June 20, 2008
A large number of laws and regulations have been enacted worldwide to control the marketing of drugs, vaccines, food additives, pesticides, industrial chemicals, and other substances of potential toxicological concern.
Such regulations often prescribe a specific regime of toxicity testing to generate information that will enable government regulators to determine whether the benefits of a particular substance outweigh its risks to human health and/or the environment.
Government statistics indicate that product testing accounts for approximately eight percent of all animal use for scientific purposes. Yet the use of animals in product testing figures prominently in the animal experiments controversy. It raises issues such as the ethics and humaneness of deliberately poisoning animals (sometimes to death), the appropriateness of harming animals for the sake of marketing a new cosmetic or household product, the applicability of animal data to humans, and the possibility of sparing millions of animals by developing alternatives to a handful of widely used procedures.

Excerpted records
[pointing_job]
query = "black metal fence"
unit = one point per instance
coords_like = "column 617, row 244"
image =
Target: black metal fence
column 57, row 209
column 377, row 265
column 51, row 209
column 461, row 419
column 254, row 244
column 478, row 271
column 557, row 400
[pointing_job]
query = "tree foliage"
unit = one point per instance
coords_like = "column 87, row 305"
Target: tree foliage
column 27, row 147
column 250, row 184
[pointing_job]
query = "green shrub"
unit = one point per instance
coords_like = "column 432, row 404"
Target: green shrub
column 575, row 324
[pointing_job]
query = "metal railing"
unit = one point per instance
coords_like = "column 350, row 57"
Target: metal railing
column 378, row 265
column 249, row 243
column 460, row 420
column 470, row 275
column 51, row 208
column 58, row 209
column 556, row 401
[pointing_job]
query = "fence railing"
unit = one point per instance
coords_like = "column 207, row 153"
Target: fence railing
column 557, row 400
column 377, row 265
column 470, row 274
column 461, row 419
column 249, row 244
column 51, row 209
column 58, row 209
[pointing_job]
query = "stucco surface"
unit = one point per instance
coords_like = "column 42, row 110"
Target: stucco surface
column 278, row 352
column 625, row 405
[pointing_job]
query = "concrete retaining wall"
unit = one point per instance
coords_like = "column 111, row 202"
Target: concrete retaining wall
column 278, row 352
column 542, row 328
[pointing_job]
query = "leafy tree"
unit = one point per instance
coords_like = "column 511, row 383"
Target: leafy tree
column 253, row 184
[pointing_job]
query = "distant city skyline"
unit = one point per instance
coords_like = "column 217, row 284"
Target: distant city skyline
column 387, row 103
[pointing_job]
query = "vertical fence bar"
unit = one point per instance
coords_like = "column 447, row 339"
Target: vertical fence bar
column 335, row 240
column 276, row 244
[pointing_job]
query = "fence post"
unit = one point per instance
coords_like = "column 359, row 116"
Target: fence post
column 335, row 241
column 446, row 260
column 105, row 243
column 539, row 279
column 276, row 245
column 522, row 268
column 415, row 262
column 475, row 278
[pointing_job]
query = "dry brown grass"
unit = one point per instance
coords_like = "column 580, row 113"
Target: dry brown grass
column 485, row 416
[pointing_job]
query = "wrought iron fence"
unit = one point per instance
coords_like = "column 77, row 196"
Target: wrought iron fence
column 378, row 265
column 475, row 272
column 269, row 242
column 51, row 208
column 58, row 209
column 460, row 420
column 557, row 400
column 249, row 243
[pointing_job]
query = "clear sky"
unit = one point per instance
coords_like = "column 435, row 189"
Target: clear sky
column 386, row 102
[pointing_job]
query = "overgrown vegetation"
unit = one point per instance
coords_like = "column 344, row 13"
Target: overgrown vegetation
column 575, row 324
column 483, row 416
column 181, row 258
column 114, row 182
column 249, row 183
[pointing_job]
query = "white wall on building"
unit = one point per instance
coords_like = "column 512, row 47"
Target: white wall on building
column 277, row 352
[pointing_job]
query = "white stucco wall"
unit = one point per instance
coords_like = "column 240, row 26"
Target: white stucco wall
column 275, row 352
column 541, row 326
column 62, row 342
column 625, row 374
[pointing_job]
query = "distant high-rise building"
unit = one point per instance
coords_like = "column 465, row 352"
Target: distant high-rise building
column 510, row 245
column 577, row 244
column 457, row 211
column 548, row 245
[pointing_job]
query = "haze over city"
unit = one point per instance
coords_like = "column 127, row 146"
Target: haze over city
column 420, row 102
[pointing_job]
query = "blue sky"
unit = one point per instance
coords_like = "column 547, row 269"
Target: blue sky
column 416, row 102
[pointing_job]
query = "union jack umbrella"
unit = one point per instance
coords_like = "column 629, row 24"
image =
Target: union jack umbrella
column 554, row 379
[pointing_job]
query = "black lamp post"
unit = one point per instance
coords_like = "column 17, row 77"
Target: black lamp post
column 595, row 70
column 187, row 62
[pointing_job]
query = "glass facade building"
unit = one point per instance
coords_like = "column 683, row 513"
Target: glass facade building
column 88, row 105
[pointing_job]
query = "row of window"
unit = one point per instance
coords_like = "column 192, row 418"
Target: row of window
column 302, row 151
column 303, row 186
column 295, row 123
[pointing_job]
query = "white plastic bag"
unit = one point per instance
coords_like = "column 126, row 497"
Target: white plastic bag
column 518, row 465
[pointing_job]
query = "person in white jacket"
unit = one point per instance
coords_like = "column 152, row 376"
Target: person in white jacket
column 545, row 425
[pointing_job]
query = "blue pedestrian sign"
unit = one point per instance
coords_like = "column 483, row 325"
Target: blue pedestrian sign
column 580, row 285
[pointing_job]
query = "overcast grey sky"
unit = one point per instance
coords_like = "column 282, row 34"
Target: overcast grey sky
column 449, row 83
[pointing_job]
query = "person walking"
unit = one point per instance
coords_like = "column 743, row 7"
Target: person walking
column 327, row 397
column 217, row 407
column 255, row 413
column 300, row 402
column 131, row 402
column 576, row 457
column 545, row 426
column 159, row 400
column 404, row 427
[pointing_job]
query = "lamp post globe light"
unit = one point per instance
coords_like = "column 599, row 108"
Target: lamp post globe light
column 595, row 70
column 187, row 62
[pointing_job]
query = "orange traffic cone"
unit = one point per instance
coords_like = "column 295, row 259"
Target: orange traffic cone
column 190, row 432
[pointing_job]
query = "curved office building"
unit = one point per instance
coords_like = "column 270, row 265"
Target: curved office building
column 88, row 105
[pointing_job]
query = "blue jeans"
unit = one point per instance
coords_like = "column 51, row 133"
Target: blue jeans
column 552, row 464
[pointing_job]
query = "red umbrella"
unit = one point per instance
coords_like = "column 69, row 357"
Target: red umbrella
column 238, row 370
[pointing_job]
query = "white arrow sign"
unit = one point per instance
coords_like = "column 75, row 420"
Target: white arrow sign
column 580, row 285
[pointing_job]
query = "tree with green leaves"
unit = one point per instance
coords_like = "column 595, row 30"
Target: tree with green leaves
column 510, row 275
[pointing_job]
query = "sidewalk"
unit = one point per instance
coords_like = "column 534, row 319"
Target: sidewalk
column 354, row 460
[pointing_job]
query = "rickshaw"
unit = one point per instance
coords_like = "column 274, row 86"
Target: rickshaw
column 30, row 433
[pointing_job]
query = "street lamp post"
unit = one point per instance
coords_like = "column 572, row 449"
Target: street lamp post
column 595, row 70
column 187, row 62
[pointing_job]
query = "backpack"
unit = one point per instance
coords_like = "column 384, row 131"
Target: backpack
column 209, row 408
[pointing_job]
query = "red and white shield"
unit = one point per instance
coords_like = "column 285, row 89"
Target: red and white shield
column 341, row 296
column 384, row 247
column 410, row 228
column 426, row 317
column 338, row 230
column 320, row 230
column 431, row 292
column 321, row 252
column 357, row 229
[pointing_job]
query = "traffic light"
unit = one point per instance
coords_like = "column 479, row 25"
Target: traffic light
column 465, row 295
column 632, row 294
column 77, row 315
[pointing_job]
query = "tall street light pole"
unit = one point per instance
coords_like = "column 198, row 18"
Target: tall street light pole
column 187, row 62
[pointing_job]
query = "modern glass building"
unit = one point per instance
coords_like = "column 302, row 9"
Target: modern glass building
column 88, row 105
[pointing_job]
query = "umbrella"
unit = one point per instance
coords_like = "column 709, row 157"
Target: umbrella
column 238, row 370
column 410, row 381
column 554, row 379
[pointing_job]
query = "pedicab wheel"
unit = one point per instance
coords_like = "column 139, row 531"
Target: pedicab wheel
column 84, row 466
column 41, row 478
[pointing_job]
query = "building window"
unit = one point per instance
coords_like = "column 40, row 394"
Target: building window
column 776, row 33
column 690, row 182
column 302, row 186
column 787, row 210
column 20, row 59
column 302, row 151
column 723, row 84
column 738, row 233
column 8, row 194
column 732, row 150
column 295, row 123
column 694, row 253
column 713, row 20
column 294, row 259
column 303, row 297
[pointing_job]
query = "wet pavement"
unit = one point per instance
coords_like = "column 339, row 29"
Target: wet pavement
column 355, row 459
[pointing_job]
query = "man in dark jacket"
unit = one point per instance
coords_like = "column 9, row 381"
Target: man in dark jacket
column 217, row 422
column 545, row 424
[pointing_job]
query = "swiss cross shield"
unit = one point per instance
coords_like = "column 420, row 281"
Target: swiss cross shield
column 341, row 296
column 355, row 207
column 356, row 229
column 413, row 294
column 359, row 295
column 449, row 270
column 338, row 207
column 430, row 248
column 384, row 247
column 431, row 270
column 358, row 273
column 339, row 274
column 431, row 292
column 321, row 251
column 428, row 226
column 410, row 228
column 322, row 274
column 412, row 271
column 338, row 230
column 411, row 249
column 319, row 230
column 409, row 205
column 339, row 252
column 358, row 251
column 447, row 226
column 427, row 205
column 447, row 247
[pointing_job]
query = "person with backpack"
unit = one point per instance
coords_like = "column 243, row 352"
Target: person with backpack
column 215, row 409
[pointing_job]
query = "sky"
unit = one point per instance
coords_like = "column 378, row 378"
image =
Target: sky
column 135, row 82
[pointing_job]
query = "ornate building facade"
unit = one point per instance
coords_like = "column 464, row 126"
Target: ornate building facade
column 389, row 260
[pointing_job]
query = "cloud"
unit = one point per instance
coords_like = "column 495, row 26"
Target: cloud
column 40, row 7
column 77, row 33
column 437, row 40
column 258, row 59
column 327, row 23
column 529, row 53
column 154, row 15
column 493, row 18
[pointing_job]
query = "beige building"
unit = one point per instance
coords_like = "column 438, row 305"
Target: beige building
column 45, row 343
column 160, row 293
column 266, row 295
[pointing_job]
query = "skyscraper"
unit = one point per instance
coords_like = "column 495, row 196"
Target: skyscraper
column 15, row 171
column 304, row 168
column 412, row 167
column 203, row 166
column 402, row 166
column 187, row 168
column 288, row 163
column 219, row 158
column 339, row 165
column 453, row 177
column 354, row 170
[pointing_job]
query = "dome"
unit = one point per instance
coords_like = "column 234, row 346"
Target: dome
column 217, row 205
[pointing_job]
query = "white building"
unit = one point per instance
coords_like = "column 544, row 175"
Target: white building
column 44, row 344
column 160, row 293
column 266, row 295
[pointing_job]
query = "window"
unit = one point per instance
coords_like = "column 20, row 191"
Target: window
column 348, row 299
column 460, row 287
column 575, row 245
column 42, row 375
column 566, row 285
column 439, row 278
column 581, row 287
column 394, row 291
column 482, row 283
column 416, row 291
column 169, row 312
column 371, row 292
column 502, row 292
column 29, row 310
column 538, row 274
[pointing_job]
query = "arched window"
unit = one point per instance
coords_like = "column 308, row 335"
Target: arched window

Work item A
According to the text on toxicity testing, roughly what share of all animal use for scientific purposes is accounted for by product testing?
Work item B
Write the next paragraph of the text on toxicity testing, picking up after its final sentence.
The records have no connection to the text.

Answer section A
Approximately eight percent.

Answer section B
Humane Society International (HSI) does not consider animal-based toxicity studies to be an ethical or scientifically credible means of evaluating potential hazards to human health, wildlife, or the environment we all share. HSI is working to promote greater reliance on available non-animal testing methods, and is actively supporting a landmark call by eminent scientists for fundamental changes to the way product testing is conducted—to move from animal tests that are decades old, costly, slow and of dubious relevance to people, to ultra-modern, efficient and human-relevant non-animal methods.